Es wäre also langfristig durchaus zu erwarten, daß Freie Projekte den
kommerziellen den Rang ablaufen - weil sie kostenlos *und* besser
sind. Freie Software macht das jedenfalls schon vor. Die aktuell
spannenden Entwicklungen laufen wohl im Bereich der Musik ab - wir
leben in spannenden Zeiten.

Und auch diese Auseinandersetzung ist noch lange nicht gelaufen. Wenn man
sieht wie willfaehrig die Bundesregierung grossen Konzernen ihre
Monopolgewinne sichert, egal ob sie nun Telekom, Thyssen (Transrapid),
Holzmann, EADS (Eurofighter) oder wie auch immer heissen, darf man annehemn,
dass hier das Potential noch nicht ausgeschoepft ist.

**Datensätze**
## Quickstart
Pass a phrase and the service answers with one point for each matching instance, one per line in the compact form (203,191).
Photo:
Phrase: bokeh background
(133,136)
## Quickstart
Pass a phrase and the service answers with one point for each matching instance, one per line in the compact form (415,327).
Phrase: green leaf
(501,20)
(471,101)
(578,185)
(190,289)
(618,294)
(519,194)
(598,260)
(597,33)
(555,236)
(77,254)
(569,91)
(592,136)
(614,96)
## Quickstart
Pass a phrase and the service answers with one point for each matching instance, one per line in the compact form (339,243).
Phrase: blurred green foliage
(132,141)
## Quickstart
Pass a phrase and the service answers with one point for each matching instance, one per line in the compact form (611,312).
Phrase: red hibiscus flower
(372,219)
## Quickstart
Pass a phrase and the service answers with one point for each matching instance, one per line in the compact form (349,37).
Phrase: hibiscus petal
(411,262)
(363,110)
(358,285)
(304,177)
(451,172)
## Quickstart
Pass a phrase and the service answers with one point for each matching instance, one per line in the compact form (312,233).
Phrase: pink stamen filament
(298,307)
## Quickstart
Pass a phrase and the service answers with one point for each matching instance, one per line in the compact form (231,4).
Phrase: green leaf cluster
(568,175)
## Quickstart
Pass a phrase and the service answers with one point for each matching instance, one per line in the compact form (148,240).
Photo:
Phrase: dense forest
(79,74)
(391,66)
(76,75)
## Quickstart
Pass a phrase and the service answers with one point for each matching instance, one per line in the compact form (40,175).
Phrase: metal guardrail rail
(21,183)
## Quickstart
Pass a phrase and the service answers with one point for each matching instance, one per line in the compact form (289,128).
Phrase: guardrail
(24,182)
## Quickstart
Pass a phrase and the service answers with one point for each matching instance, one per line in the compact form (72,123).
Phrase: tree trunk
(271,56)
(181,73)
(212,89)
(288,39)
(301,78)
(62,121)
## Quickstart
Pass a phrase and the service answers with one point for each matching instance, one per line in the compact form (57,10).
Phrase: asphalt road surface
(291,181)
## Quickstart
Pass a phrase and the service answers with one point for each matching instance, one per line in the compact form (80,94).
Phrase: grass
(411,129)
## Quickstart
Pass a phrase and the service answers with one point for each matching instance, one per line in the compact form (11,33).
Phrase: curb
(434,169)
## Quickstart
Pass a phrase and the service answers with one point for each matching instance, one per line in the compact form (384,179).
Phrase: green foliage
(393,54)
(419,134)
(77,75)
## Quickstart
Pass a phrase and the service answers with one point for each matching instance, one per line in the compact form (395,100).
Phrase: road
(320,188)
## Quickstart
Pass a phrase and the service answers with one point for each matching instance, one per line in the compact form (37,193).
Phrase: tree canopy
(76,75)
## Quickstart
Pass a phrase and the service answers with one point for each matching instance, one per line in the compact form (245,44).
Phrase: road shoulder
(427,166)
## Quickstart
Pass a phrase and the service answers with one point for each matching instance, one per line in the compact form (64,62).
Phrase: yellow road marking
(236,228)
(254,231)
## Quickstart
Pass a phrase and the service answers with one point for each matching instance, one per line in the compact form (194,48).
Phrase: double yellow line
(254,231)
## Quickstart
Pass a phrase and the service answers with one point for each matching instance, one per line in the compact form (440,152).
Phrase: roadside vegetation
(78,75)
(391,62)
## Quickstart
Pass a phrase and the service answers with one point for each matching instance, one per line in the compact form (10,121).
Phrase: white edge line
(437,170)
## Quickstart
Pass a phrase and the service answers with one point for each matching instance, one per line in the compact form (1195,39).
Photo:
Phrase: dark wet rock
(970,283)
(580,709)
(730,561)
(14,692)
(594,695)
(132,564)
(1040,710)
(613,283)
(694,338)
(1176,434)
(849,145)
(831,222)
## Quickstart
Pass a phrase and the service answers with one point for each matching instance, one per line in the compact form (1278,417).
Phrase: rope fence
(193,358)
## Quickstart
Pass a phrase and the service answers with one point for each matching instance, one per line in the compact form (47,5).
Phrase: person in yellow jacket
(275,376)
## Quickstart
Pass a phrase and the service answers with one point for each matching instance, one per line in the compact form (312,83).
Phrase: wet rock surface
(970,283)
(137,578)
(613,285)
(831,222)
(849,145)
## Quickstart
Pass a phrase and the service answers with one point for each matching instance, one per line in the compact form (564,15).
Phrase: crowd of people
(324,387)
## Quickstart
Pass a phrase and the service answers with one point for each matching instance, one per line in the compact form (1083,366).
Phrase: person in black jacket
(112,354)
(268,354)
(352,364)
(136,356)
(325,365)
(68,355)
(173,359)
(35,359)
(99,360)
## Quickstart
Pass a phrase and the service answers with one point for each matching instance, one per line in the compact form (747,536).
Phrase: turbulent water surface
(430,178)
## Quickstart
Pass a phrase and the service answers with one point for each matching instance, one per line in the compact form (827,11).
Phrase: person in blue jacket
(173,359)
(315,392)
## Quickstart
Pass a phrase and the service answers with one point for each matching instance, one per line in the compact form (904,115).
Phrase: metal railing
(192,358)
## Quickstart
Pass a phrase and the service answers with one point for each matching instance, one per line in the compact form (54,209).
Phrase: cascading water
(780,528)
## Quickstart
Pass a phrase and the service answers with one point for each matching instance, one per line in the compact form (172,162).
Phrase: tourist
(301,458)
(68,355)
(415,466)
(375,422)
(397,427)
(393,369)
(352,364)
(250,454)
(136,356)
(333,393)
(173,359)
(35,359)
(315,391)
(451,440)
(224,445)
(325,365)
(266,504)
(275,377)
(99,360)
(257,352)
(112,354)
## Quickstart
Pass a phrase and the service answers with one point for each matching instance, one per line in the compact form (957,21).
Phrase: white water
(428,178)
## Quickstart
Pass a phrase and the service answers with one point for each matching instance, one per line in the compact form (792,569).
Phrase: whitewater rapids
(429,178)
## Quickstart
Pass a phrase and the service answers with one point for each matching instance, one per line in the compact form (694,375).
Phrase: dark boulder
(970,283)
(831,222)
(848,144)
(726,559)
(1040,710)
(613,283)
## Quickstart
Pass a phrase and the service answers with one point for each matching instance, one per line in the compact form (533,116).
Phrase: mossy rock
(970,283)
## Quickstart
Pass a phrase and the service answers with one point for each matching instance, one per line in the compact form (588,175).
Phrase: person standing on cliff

**Kurzaufgabe 1**
In welchem Bereich laufen laut dem Textausschnitt die aktuell spannenden Entwicklungen ab?
**Kurzaufgabe 2**
Bestimme, wie viele Zeilen der Auflistung das Wort „guardrail“ enthalten, und gib nur diese Zahl an.

**Antwort 1**
Im Bereich der Musik.

**Antwort 2**
2